> [Given records]
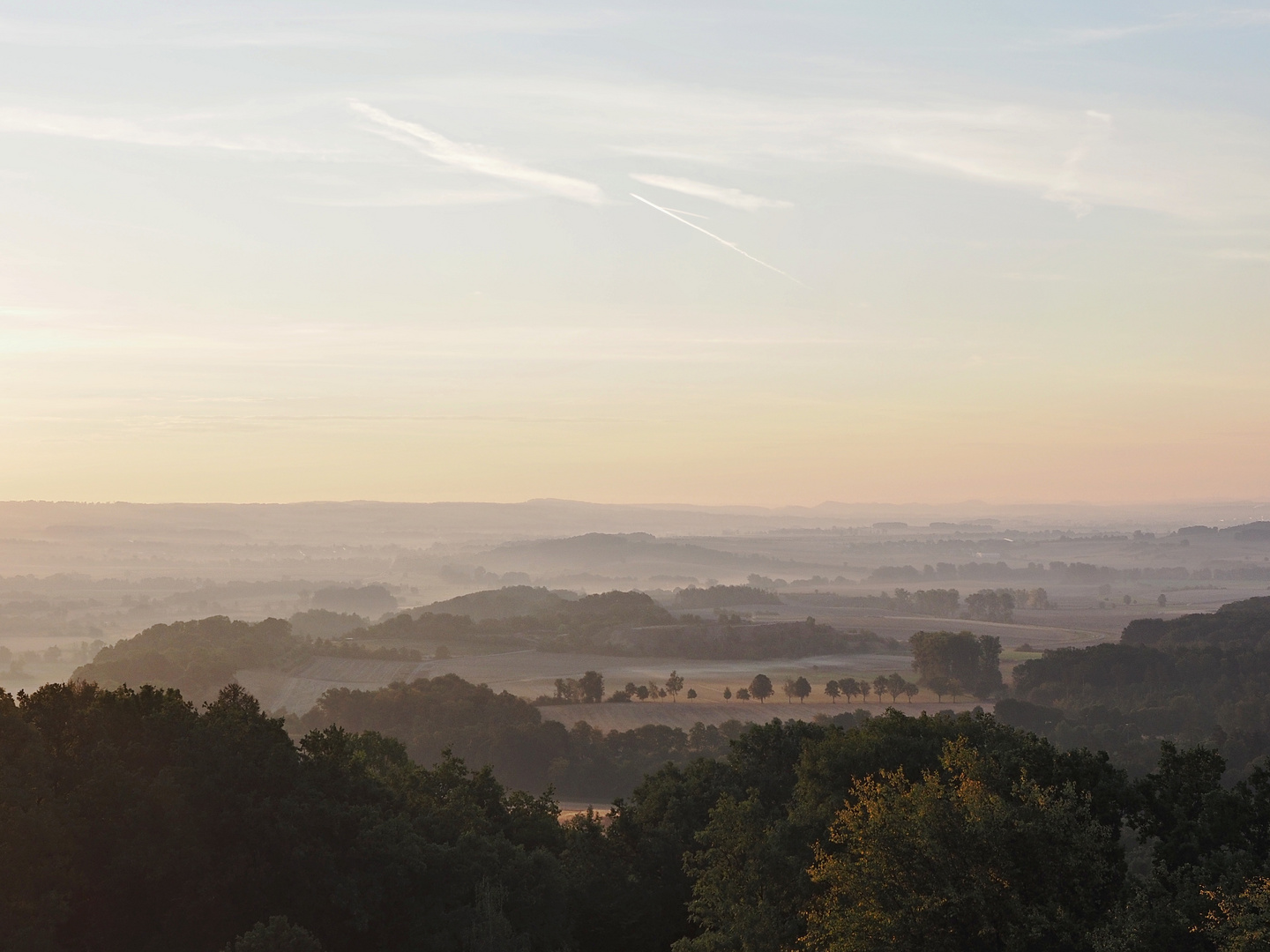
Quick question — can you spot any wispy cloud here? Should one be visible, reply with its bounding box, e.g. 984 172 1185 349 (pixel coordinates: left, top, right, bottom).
292 188 526 208
631 171 793 212
630 191 806 286
349 100 606 205
0 107 315 155
1058 9 1270 46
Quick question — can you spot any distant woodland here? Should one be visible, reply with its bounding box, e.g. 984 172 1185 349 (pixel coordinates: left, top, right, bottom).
997 598 1270 777
0 681 1270 952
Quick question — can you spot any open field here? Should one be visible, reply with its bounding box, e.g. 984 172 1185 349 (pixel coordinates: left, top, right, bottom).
540 695 992 731
236 650 964 726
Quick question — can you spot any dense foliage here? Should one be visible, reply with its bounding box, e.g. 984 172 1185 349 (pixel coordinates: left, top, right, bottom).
997 598 1270 777
75 615 299 701
908 631 1002 698
0 679 1270 952
675 585 781 608
303 674 741 802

> [What this task involves] Please give the part of the records that opens with the line containing "Quick question — can you spot any open" and runs through the end of the records again, swapping "dense foliage" for "thick brush" and leaving everything else unchanged.

> [Answer below]
Quick question — can you spot any open field here? Should one be visible, reply with its bounding box, e.g. 984 172 1185 349 (pixel coordinates: left, top, right, bottom).
540 695 992 731
236 650 964 726
Quick question — can you spot any thick brush here? Should one be visible, reply with its bounding box, e.g. 984 172 1185 349 (pixel coordinates: left, top, right, bottom).
997 598 1270 777
75 615 299 701
908 631 1002 698
0 679 1270 952
675 585 781 608
303 674 741 802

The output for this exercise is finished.